Excerpts from a pointing dataset:
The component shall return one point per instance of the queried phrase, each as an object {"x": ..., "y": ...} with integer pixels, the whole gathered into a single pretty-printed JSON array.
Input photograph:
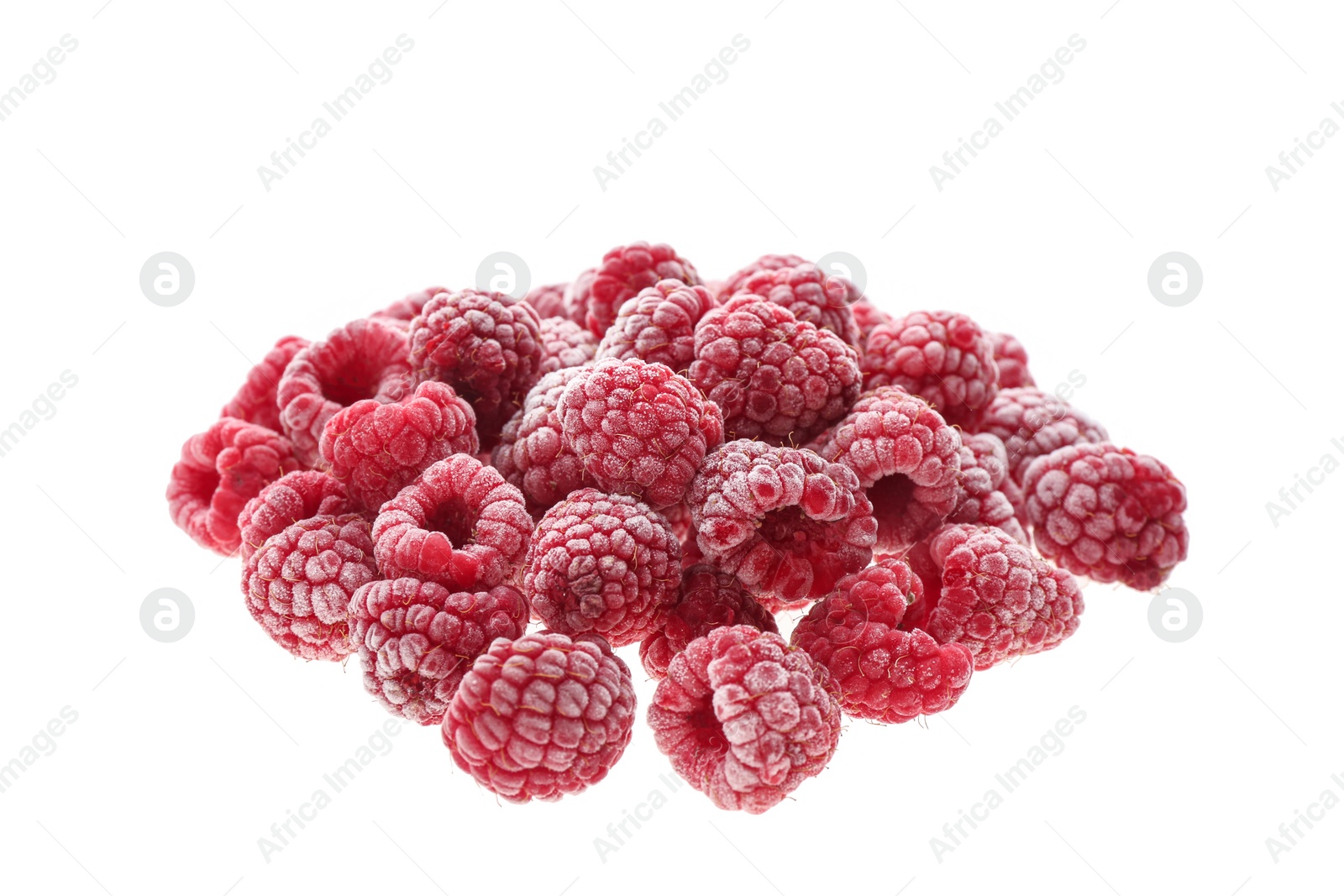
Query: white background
[{"x": 820, "y": 139}]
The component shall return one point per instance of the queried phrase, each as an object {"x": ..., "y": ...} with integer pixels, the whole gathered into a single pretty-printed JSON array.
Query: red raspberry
[
  {"x": 940, "y": 356},
  {"x": 1108, "y": 513},
  {"x": 785, "y": 521},
  {"x": 533, "y": 454},
  {"x": 984, "y": 470},
  {"x": 378, "y": 449},
  {"x": 745, "y": 719},
  {"x": 602, "y": 563},
  {"x": 1032, "y": 423},
  {"x": 773, "y": 376},
  {"x": 255, "y": 398},
  {"x": 292, "y": 497},
  {"x": 486, "y": 345},
  {"x": 564, "y": 344},
  {"x": 219, "y": 472},
  {"x": 710, "y": 600},
  {"x": 300, "y": 582},
  {"x": 640, "y": 429},
  {"x": 542, "y": 716},
  {"x": 765, "y": 264},
  {"x": 417, "y": 640},
  {"x": 658, "y": 325},
  {"x": 812, "y": 296},
  {"x": 624, "y": 271},
  {"x": 363, "y": 359},
  {"x": 906, "y": 457},
  {"x": 987, "y": 591},
  {"x": 1011, "y": 358},
  {"x": 460, "y": 524},
  {"x": 880, "y": 672},
  {"x": 549, "y": 301},
  {"x": 401, "y": 312}
]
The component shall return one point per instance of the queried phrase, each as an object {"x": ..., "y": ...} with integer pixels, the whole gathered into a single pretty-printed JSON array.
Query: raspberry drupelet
[
  {"x": 542, "y": 718},
  {"x": 745, "y": 719},
  {"x": 1108, "y": 513},
  {"x": 604, "y": 563}
]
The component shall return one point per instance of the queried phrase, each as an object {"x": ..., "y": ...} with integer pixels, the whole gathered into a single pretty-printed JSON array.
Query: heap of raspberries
[{"x": 790, "y": 503}]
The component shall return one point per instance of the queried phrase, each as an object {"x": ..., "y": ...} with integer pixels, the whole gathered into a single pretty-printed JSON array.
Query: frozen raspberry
[
  {"x": 941, "y": 356},
  {"x": 784, "y": 520},
  {"x": 987, "y": 591},
  {"x": 1032, "y": 423},
  {"x": 602, "y": 563},
  {"x": 812, "y": 296},
  {"x": 460, "y": 524},
  {"x": 1011, "y": 358},
  {"x": 624, "y": 271},
  {"x": 300, "y": 582},
  {"x": 564, "y": 344},
  {"x": 363, "y": 359},
  {"x": 774, "y": 376},
  {"x": 710, "y": 600},
  {"x": 549, "y": 301},
  {"x": 403, "y": 311},
  {"x": 542, "y": 716},
  {"x": 417, "y": 640},
  {"x": 1108, "y": 513},
  {"x": 745, "y": 719},
  {"x": 658, "y": 325},
  {"x": 533, "y": 454},
  {"x": 765, "y": 264},
  {"x": 378, "y": 449},
  {"x": 255, "y": 398},
  {"x": 292, "y": 497},
  {"x": 880, "y": 672},
  {"x": 486, "y": 345},
  {"x": 906, "y": 457},
  {"x": 219, "y": 472},
  {"x": 984, "y": 470},
  {"x": 640, "y": 429}
]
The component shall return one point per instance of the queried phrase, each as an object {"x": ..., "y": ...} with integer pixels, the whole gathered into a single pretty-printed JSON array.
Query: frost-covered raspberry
[
  {"x": 255, "y": 398},
  {"x": 774, "y": 376},
  {"x": 604, "y": 563},
  {"x": 984, "y": 590},
  {"x": 1108, "y": 513},
  {"x": 292, "y": 497},
  {"x": 658, "y": 325},
  {"x": 542, "y": 716},
  {"x": 880, "y": 672},
  {"x": 219, "y": 472},
  {"x": 745, "y": 719},
  {"x": 460, "y": 524},
  {"x": 378, "y": 449},
  {"x": 941, "y": 356},
  {"x": 624, "y": 271},
  {"x": 640, "y": 429},
  {"x": 765, "y": 264},
  {"x": 533, "y": 454},
  {"x": 1011, "y": 358},
  {"x": 710, "y": 600},
  {"x": 906, "y": 457},
  {"x": 564, "y": 344},
  {"x": 812, "y": 296},
  {"x": 984, "y": 472},
  {"x": 1032, "y": 423},
  {"x": 785, "y": 521},
  {"x": 486, "y": 345},
  {"x": 300, "y": 582},
  {"x": 417, "y": 640},
  {"x": 363, "y": 359}
]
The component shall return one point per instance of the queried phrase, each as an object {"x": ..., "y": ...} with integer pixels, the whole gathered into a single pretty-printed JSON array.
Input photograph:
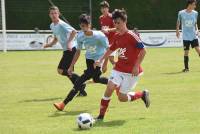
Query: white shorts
[{"x": 124, "y": 81}]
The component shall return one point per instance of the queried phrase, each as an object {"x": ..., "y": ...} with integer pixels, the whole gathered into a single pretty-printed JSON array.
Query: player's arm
[
  {"x": 76, "y": 56},
  {"x": 178, "y": 25},
  {"x": 107, "y": 30},
  {"x": 70, "y": 40},
  {"x": 197, "y": 29},
  {"x": 53, "y": 42},
  {"x": 141, "y": 56},
  {"x": 104, "y": 42},
  {"x": 104, "y": 57},
  {"x": 177, "y": 29}
]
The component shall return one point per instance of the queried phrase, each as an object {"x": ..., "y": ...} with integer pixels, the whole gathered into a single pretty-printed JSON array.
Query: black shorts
[
  {"x": 91, "y": 71},
  {"x": 193, "y": 43},
  {"x": 66, "y": 59}
]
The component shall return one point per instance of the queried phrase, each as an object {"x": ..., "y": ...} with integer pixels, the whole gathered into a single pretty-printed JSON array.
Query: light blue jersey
[
  {"x": 62, "y": 31},
  {"x": 188, "y": 22},
  {"x": 95, "y": 45}
]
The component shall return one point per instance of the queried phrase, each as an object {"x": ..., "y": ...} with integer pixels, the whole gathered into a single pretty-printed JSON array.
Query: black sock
[
  {"x": 73, "y": 77},
  {"x": 102, "y": 80},
  {"x": 186, "y": 60},
  {"x": 70, "y": 96}
]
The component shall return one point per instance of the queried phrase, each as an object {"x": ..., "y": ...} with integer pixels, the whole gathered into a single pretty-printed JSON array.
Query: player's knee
[
  {"x": 60, "y": 71},
  {"x": 96, "y": 80},
  {"x": 121, "y": 99}
]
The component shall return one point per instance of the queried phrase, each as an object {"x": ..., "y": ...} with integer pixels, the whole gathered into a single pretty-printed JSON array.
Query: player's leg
[
  {"x": 113, "y": 83},
  {"x": 186, "y": 55},
  {"x": 195, "y": 44},
  {"x": 112, "y": 60},
  {"x": 97, "y": 78},
  {"x": 106, "y": 100},
  {"x": 64, "y": 64},
  {"x": 125, "y": 93},
  {"x": 77, "y": 86},
  {"x": 112, "y": 57}
]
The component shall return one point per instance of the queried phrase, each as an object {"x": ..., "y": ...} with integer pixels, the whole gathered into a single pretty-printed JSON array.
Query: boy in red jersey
[
  {"x": 107, "y": 25},
  {"x": 127, "y": 70}
]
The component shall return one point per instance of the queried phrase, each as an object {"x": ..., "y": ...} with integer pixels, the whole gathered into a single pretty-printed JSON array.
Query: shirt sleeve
[
  {"x": 197, "y": 16},
  {"x": 179, "y": 17},
  {"x": 113, "y": 45},
  {"x": 79, "y": 43},
  {"x": 52, "y": 30},
  {"x": 104, "y": 40},
  {"x": 138, "y": 42},
  {"x": 67, "y": 28}
]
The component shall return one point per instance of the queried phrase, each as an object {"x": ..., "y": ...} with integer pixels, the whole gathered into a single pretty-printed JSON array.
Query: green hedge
[{"x": 144, "y": 14}]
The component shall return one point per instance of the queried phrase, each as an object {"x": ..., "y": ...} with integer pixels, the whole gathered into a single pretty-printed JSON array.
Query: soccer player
[
  {"x": 188, "y": 20},
  {"x": 66, "y": 35},
  {"x": 107, "y": 26},
  {"x": 95, "y": 43},
  {"x": 127, "y": 70}
]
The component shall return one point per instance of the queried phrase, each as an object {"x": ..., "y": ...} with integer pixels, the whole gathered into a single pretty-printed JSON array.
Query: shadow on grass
[
  {"x": 67, "y": 113},
  {"x": 173, "y": 73},
  {"x": 109, "y": 123},
  {"x": 40, "y": 100},
  {"x": 115, "y": 123}
]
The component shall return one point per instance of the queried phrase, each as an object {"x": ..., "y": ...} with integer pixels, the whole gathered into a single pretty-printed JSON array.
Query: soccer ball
[{"x": 85, "y": 121}]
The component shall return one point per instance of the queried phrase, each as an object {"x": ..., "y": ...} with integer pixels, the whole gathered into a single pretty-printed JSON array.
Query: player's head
[
  {"x": 85, "y": 22},
  {"x": 191, "y": 4},
  {"x": 104, "y": 5},
  {"x": 119, "y": 17},
  {"x": 54, "y": 13}
]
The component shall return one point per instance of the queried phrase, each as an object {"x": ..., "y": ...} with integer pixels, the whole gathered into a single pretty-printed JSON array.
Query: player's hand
[
  {"x": 69, "y": 46},
  {"x": 70, "y": 70},
  {"x": 105, "y": 29},
  {"x": 97, "y": 63},
  {"x": 178, "y": 34},
  {"x": 198, "y": 33},
  {"x": 104, "y": 68},
  {"x": 135, "y": 71}
]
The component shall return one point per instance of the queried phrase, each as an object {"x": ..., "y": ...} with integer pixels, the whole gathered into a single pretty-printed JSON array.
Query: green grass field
[{"x": 29, "y": 85}]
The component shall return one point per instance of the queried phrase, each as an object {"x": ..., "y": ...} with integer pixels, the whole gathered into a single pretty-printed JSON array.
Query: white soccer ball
[{"x": 85, "y": 121}]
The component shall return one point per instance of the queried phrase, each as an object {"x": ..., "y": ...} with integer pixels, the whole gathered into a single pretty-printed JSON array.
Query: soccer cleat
[
  {"x": 59, "y": 106},
  {"x": 185, "y": 70},
  {"x": 99, "y": 118},
  {"x": 82, "y": 92},
  {"x": 145, "y": 98}
]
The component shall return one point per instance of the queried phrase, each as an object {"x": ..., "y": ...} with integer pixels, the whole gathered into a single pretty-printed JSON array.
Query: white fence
[{"x": 21, "y": 39}]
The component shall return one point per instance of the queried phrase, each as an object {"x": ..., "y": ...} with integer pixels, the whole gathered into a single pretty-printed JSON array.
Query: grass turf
[{"x": 29, "y": 85}]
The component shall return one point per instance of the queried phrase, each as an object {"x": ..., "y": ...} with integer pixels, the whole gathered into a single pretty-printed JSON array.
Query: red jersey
[
  {"x": 129, "y": 45},
  {"x": 107, "y": 21}
]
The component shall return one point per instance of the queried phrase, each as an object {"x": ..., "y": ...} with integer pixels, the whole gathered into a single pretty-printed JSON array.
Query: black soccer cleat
[
  {"x": 99, "y": 118},
  {"x": 82, "y": 92},
  {"x": 185, "y": 70},
  {"x": 145, "y": 98}
]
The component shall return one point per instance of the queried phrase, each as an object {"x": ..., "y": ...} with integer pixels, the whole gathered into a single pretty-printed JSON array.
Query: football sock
[
  {"x": 132, "y": 96},
  {"x": 104, "y": 105},
  {"x": 102, "y": 80},
  {"x": 186, "y": 60},
  {"x": 70, "y": 96}
]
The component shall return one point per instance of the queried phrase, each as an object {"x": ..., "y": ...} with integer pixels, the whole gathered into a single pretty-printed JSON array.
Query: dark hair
[
  {"x": 119, "y": 13},
  {"x": 85, "y": 19},
  {"x": 104, "y": 4},
  {"x": 54, "y": 8},
  {"x": 188, "y": 2}
]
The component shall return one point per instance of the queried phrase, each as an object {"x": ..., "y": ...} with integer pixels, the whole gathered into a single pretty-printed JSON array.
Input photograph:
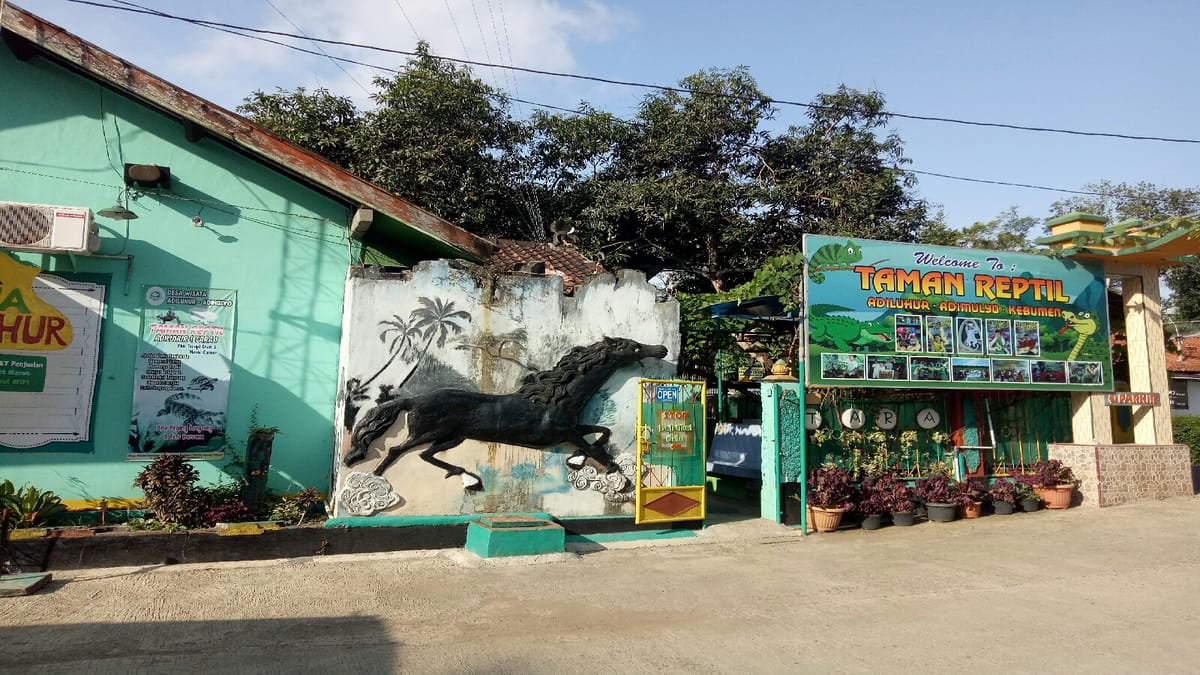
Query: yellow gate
[{"x": 670, "y": 451}]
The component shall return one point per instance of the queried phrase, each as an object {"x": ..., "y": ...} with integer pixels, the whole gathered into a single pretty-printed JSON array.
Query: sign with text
[
  {"x": 881, "y": 314},
  {"x": 1132, "y": 399},
  {"x": 49, "y": 354},
  {"x": 181, "y": 376}
]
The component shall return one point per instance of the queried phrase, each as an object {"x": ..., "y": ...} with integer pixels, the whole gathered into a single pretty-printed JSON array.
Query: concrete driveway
[{"x": 1077, "y": 591}]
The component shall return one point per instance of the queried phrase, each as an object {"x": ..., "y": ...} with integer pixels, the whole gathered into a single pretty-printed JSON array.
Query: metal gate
[{"x": 670, "y": 451}]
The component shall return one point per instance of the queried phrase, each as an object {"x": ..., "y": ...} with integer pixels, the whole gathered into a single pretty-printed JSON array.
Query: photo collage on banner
[{"x": 941, "y": 317}]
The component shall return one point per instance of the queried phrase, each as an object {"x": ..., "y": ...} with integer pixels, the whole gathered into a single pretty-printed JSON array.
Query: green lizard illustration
[
  {"x": 1085, "y": 324},
  {"x": 833, "y": 256},
  {"x": 843, "y": 332}
]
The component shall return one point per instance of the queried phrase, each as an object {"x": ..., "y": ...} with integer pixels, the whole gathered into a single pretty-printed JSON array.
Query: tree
[
  {"x": 438, "y": 137},
  {"x": 441, "y": 138},
  {"x": 1150, "y": 203},
  {"x": 321, "y": 121},
  {"x": 1007, "y": 232},
  {"x": 679, "y": 192}
]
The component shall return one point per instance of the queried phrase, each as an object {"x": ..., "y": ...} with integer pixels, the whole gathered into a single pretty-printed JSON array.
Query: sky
[{"x": 1101, "y": 66}]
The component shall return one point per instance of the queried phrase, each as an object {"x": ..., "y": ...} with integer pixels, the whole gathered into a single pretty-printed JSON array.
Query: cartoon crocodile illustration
[
  {"x": 843, "y": 332},
  {"x": 833, "y": 256},
  {"x": 1085, "y": 324}
]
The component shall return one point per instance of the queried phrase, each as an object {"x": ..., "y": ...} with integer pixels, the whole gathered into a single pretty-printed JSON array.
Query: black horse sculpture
[{"x": 543, "y": 412}]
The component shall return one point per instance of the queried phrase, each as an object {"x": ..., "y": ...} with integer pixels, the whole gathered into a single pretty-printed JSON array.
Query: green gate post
[{"x": 783, "y": 435}]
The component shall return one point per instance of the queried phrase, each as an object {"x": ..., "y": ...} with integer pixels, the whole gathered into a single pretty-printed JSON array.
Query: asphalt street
[{"x": 1086, "y": 590}]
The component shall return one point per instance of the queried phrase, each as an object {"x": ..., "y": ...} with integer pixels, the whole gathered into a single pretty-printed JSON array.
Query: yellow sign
[{"x": 25, "y": 321}]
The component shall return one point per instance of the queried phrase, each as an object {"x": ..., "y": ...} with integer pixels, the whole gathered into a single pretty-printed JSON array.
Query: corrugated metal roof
[{"x": 208, "y": 118}]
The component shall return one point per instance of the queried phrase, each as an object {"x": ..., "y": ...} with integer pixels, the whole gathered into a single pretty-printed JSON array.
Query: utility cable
[{"x": 139, "y": 10}]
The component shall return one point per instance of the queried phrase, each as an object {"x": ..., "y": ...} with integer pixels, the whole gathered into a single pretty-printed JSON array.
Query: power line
[
  {"x": 640, "y": 84},
  {"x": 630, "y": 123},
  {"x": 346, "y": 72}
]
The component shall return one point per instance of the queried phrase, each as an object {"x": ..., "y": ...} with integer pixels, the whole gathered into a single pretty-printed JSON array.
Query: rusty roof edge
[{"x": 235, "y": 130}]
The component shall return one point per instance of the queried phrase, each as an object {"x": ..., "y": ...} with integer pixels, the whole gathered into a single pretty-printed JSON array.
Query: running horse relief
[{"x": 544, "y": 412}]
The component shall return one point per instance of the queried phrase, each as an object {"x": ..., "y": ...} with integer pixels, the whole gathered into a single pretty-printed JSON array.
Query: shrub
[
  {"x": 1187, "y": 431},
  {"x": 169, "y": 485},
  {"x": 293, "y": 509},
  {"x": 941, "y": 490},
  {"x": 1047, "y": 473},
  {"x": 829, "y": 487},
  {"x": 228, "y": 512},
  {"x": 1002, "y": 491}
]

What is asked. Return each line of the listing above that contains the word "illustration". Letter case counts.

Task result.
Query: green lizard illustration
Query: cartoon crocodile illustration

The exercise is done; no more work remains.